■ **Input material**

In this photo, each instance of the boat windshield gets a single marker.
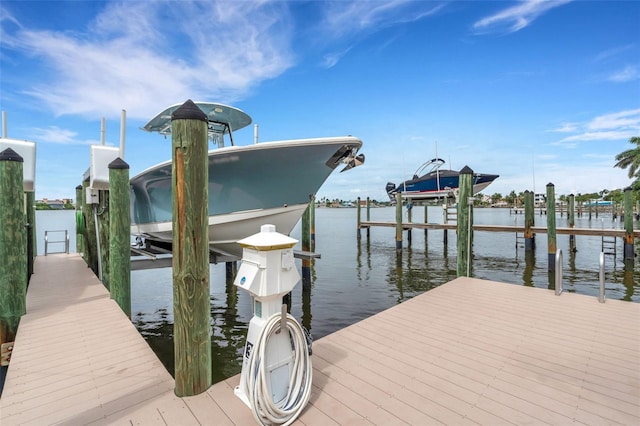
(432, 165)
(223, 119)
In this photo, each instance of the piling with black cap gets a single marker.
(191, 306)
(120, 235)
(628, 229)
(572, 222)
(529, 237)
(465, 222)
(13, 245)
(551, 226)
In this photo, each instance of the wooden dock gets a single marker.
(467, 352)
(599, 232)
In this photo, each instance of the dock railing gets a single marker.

--

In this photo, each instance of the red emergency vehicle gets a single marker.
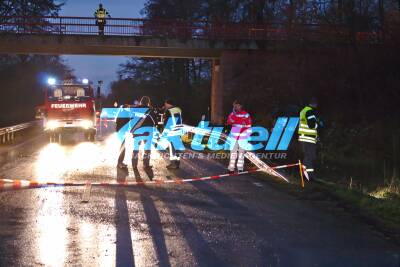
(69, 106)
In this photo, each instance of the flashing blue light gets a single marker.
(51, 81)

■ **Written request**
Reproduce verbatim the lines above that begin with the line containing "In this photo, each instance of the piling" and end with the line containing "In this photo, each instance of the dock", including both of those lines.

■ **Answer to this task**
In this photo, each instance of the piling with black cap gets a single marker.
(191, 306)
(120, 235)
(628, 229)
(572, 222)
(529, 237)
(465, 222)
(13, 245)
(551, 226)
In this photo, each instance of the wooden dock gets a single marker.
(467, 352)
(599, 232)
In this photo, each instance of the dock railing gets a single marker.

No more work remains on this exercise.